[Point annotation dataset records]
-*-*-

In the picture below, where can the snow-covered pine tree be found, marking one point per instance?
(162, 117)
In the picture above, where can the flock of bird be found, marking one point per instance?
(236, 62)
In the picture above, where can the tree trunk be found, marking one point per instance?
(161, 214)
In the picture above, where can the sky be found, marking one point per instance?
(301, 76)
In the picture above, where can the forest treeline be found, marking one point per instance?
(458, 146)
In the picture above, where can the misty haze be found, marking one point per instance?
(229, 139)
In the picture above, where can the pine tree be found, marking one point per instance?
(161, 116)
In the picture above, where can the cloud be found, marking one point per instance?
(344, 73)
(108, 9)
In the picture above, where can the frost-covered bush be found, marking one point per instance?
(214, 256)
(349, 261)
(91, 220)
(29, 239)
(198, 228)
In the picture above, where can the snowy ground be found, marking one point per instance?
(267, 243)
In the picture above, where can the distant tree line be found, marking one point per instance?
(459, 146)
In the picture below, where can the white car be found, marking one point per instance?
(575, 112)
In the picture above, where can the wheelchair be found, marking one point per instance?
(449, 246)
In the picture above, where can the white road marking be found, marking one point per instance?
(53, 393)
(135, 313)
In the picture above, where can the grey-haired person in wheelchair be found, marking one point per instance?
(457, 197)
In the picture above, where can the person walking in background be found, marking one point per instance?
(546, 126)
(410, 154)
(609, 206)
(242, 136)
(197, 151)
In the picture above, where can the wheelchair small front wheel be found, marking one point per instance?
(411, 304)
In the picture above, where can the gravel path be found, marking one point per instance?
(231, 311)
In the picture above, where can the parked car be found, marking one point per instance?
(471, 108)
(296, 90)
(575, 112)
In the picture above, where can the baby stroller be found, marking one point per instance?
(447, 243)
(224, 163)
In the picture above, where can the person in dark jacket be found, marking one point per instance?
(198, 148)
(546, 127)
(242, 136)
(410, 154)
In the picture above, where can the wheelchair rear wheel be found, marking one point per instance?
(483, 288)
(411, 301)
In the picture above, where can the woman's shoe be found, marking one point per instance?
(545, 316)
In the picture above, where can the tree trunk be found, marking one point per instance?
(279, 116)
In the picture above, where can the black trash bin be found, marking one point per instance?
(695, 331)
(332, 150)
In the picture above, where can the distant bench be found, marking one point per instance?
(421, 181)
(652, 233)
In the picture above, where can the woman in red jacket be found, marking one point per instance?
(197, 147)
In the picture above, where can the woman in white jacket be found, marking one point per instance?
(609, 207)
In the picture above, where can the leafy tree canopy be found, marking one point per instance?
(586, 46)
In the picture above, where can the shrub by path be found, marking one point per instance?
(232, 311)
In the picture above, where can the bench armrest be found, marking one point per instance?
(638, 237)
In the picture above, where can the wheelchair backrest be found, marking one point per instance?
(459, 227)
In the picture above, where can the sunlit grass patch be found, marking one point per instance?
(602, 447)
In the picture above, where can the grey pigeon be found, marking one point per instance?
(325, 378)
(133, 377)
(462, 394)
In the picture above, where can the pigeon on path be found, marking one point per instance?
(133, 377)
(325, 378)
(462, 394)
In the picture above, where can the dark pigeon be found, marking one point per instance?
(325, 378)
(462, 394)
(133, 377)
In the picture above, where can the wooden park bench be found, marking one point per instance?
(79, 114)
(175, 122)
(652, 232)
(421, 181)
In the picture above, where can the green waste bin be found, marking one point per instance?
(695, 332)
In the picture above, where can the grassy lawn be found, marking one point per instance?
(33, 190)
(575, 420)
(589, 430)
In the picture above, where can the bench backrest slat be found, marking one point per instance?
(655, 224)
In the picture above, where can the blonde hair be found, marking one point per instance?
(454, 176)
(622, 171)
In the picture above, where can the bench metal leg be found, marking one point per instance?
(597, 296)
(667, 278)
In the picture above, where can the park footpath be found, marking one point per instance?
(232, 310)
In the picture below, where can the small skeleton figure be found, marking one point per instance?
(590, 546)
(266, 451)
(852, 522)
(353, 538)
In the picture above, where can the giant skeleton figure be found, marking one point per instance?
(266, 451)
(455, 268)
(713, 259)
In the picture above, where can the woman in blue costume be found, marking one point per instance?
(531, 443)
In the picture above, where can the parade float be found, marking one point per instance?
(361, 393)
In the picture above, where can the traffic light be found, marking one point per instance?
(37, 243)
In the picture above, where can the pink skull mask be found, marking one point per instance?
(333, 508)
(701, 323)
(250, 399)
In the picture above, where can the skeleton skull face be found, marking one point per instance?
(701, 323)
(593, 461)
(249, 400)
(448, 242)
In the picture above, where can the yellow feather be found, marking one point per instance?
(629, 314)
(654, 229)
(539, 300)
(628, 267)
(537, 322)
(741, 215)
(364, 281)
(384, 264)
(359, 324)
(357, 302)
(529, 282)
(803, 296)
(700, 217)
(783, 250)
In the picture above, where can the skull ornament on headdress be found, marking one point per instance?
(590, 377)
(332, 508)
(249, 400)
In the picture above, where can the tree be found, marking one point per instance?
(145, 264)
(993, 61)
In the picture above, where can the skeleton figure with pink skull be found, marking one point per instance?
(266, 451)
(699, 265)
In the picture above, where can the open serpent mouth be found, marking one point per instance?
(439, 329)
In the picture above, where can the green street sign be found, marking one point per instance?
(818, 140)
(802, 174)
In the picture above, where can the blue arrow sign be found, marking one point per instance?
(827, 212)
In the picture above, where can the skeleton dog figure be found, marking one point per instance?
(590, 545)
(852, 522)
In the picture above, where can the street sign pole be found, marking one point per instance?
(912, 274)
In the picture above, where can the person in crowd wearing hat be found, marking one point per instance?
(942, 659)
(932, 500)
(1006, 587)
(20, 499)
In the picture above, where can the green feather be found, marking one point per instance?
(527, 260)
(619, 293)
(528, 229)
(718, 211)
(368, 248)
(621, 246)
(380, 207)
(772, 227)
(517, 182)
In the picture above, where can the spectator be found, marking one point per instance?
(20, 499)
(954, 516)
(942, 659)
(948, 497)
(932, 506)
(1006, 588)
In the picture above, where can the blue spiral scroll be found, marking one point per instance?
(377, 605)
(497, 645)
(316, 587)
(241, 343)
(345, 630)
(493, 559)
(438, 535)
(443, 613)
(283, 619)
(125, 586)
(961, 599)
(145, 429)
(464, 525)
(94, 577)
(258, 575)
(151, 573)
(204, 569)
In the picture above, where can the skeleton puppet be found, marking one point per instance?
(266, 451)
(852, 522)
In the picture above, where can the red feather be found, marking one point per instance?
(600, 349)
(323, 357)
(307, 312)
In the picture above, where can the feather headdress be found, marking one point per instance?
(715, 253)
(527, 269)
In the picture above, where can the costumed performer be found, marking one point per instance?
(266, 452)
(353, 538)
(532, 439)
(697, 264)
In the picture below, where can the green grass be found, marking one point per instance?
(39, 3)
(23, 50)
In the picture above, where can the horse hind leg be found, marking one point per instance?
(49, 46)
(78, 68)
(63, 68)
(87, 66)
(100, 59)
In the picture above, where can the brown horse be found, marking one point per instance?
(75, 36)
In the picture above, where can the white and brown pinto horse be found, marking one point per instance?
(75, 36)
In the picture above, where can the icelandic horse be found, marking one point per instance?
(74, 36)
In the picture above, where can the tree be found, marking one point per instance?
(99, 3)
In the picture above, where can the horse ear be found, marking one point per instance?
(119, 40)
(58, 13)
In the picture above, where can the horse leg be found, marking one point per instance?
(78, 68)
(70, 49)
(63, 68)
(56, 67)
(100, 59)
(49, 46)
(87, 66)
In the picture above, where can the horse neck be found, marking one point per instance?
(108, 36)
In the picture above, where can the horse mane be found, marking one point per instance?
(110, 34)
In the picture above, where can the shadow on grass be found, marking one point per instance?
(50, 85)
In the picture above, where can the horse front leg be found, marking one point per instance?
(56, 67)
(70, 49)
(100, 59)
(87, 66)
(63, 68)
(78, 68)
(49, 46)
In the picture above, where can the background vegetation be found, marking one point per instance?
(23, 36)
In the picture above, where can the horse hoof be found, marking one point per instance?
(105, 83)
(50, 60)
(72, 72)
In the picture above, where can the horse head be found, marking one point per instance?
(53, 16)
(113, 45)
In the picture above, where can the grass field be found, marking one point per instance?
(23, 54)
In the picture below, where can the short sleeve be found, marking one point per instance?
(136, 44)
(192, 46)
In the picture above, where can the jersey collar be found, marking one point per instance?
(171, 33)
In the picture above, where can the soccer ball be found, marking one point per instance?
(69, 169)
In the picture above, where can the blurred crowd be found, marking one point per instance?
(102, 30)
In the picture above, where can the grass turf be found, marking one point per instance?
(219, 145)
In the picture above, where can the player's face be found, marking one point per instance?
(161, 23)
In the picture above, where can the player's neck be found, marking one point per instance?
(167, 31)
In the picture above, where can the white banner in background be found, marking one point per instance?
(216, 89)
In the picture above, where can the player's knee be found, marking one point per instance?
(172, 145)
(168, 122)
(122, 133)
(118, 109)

-*-*-

What the task asks: Convert the records between the line holding "In the picture above, where can the blue arrow" and the line holding "(1006, 588)", inclusive, into a two-column CSV with the header input,output and one row per record. Put each record's text in input and its answer in output, enclosing every field in double quotes and replacing line breaks with spaces.

Task output:
input,output
"In the picture above, where can the blue arrow sign be found, marking one point per instance?","(827, 212)"
"In the picture above, where can the skeleton dog figure be found, marking one point per instance?","(590, 545) (852, 522)"
"In the picture above, where can the street sign pole be found, marking one point per instance?","(912, 274)"
"In the picture above, where can the person in crowd wearing hat be found, marking one point per instance?","(942, 659) (932, 500) (1006, 587) (20, 499)"
"In the picture above, where can the green feather be found, marking one point per instance?","(527, 260) (619, 293) (528, 229) (718, 211) (368, 248) (621, 246) (380, 207) (772, 227) (517, 182)"
"In the picture above, where can the spectator be found, marking one point per instance?","(20, 499) (954, 516) (942, 659) (948, 497) (932, 506) (1006, 588)"